» WORK INSTRUCTION: Output every line of the listing as it stands.

» EXERCISE MATERIAL:
====

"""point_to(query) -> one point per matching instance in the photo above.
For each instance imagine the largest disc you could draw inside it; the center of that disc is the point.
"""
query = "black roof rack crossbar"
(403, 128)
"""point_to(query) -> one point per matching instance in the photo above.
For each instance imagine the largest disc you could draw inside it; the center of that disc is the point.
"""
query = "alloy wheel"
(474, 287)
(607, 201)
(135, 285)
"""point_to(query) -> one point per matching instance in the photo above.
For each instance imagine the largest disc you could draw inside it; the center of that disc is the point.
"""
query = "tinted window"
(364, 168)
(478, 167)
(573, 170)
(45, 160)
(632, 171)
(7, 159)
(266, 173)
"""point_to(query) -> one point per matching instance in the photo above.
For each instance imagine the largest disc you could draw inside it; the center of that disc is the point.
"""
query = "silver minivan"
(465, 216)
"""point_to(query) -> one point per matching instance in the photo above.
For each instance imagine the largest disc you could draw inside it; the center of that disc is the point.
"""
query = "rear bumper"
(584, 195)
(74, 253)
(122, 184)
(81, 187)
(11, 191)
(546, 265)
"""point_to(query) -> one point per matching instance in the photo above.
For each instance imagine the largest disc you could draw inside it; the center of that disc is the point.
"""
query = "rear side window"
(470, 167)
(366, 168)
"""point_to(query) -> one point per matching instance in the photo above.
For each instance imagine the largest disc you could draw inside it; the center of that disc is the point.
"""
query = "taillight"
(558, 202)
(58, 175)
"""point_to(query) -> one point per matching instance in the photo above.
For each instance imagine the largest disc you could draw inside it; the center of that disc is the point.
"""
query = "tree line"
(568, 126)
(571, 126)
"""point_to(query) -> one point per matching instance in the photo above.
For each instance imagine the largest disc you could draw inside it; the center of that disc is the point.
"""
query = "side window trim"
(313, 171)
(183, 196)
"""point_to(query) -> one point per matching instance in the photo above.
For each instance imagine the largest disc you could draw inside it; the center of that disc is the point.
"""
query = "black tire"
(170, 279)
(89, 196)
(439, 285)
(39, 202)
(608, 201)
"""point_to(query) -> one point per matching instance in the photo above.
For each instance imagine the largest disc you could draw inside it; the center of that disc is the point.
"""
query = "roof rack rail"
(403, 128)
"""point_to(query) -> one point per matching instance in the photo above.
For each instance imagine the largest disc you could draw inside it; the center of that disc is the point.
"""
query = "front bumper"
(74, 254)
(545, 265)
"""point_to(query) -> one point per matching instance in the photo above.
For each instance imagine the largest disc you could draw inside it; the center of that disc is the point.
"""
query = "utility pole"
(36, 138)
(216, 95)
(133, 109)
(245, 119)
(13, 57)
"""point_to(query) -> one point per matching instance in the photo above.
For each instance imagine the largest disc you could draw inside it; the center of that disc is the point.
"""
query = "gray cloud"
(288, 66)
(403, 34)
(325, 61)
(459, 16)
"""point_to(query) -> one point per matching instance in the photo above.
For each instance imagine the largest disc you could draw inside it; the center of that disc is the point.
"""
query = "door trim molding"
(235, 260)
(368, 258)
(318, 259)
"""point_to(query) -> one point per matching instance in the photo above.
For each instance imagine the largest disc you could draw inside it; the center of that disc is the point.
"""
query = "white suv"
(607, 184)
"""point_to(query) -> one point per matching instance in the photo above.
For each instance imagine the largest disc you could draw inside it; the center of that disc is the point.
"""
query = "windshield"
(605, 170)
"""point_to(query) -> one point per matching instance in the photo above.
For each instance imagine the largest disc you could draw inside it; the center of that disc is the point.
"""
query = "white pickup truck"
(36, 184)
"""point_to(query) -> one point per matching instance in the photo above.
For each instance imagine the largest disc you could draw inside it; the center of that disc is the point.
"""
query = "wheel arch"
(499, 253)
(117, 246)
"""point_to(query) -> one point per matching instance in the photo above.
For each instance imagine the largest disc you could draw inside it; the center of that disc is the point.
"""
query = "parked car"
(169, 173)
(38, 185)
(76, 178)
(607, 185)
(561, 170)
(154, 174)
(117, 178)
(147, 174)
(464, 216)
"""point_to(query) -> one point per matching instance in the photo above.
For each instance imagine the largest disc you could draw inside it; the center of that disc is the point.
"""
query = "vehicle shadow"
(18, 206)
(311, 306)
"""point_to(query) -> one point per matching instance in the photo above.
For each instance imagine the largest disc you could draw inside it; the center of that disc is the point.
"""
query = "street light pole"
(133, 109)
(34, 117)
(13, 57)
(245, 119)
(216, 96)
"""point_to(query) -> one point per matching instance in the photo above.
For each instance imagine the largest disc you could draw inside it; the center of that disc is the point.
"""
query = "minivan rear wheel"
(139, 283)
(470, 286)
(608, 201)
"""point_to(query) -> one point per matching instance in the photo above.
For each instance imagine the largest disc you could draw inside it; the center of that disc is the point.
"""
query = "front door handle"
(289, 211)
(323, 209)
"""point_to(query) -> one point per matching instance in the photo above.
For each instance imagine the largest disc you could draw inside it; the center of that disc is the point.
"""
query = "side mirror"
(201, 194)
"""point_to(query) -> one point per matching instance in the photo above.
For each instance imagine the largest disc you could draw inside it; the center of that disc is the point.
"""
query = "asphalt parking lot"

====

» ANSWER SECTION:
"""point_to(query) -> one point per matching instance in the photo above.
For each instance imagine the largest disc you could draw inside it; the center of that disc is the point.
"""
query = "black roof rack crossbar"
(403, 128)
"""point_to(query) -> one point per matching instance in the photo above.
For each instance imagine the largest disc you could draw inside it; the center of that disc is the point.
"""
query = "alloy wheel"
(474, 287)
(607, 201)
(135, 285)
"""point_to(query) -> one point per matching instance in the photo above.
For each instance imagine the largest disc you could draw inside it; the center of that disc is the point.
"""
query = "tinted window"
(364, 168)
(478, 167)
(573, 170)
(45, 160)
(632, 171)
(7, 159)
(266, 173)
"""point_to(query) -> one point per matching instance in the photo above.
For each instance imagine the largest disc you could draw inside it; the center of that disc is the point.
"""
query = "silver minivan"
(465, 216)
"""point_to(query) -> one point per matching instance in the photo above.
For each instance imagine the largest disc you could draw inside it; the center of that disc is the point.
"""
query = "rear bumper"
(584, 195)
(74, 253)
(122, 184)
(81, 187)
(11, 191)
(546, 265)
"""point_to(query) -> one point per matching instance in the photo above.
For each instance imagine the largest disc you could draw inside it; the center of that disc is the point.
"""
query = "rear side window"
(470, 167)
(366, 168)
"""point_to(query) -> one point per matching instance in the photo above.
For each instance imagine the largest disc you could draw inside it; the center of that disc is the point.
"""
query = "taillight"
(558, 202)
(58, 175)
"""point_to(query) -> one point per matching instance in the photo above.
For each instance imagine the largest disc you could draw inside it; the center of that disc is the point.
"""
query = "tree line"
(568, 126)
(571, 126)
"""point_to(query) -> one point per matching instance in the photo above.
For each instance imagine the largest disc you could draw inside it; the center of that disc is the point.
"""
query = "side window trim"
(313, 171)
(183, 196)
"""point_to(query) -> one point per matching instance in the photo above.
For each instance imagine the largest disc you could draw inside it; the center of that disc is the point.
"""
query = "black tire"
(170, 279)
(89, 196)
(439, 285)
(39, 202)
(608, 201)
"""point_to(query) -> one point per matching instance in the photo above.
For each instance imagine the largest disc you could draw inside it; the center of that disc is the point.
"""
query = "roof rack rail"
(403, 128)
"""point_to(query) -> one point per matching instance in the photo above.
For each instance imagine the largest disc you could draw inside it; the center of that disc is the point.
"""
query = "front bumper"
(74, 254)
(545, 265)
"""point_to(query) -> one point per matching instance in the photo above.
For each instance imagine the largest disc you could draw inside it; the center of that disc is the point.
"""
query = "utility pole"
(36, 138)
(216, 95)
(133, 109)
(245, 119)
(13, 57)
"""point_to(query) -> one point per matching instance in the photo above.
For each instance imagine the largest disc you could draw inside it; the center of that disc is the point.
"""
query = "gray cloud"
(288, 66)
(403, 34)
(325, 61)
(459, 16)
"""point_to(query) -> one point per matching instance in the photo above.
For each instance imagine the largest disc you could draw inside it; the center of that disc is the point.
"""
query = "door trim molding"
(235, 260)
(368, 258)
(318, 259)
"""point_to(query) -> one point per matching instance in the photo above.
For each instance imagine the largest disc you could draw inside it; the center of that disc is the point.
"""
query = "white suv"
(607, 184)
"""point_to(query) -> one point per matching instance in the photo above.
For each instance imagine the largest disc you could draw inside it; the center of that disc is the point.
"""
query = "windshield"
(605, 170)
"""point_to(query) -> one point per matching instance in the photo above.
For each instance imagine the largest disc you could draw inside it; the center of that disc is the point.
"""
query = "white pickup truck"
(36, 184)
"""point_to(query) -> one point per matching instance in the photo above.
For each instance imagine the largest disc you could draw inside it; the center of that disc is the point.
"""
query = "wheel arch"
(499, 253)
(117, 246)
"""point_to(query) -> one point per matching instance in the photo above.
For each instance imagine the largest disc you could draw inside it; the center of that disc is the point.
"""
query = "parked car"
(169, 173)
(38, 185)
(76, 178)
(607, 185)
(561, 170)
(154, 174)
(117, 178)
(147, 174)
(464, 216)
"""point_to(query) -> one point per matching instance in the photo above.
For each instance imagine the largest disc you could draw inside it; the center of that disc is the point.
"""
query = "vehicle shadow"
(18, 206)
(311, 306)
"""point_to(query) -> one point per matching instance in the photo above.
For each instance imagine the largest disc you could draw inside it; the center of that disc is the point.
"""
query = "street light pole"
(133, 109)
(34, 117)
(13, 57)
(245, 119)
(216, 96)
"""point_to(query) -> one point per matching instance in the photo above.
For each instance imagine the largest disc you could draw inside it; the center of that disc is the point.
"""
query = "minivan rear wheel"
(139, 283)
(470, 286)
(608, 201)
"""point_to(query) -> one point per matching instance in the photo above.
For each instance imagine the largest disc you could draw inside it; the center of that disc is the point.
"""
query = "front door handle"
(289, 211)
(323, 209)
"""point_to(query) -> one point per matching instance in the photo above.
For each instance imagine the largest disc you could draw inside it; the center of that disc is the point.
"""
query = "side mirror"
(201, 194)
"""point_to(query) -> one point per matching instance in the photo above.
For each instance imagine the largest disc you could draw inside it; the center of that disc is the point.
"""
query = "asphalt parking lot"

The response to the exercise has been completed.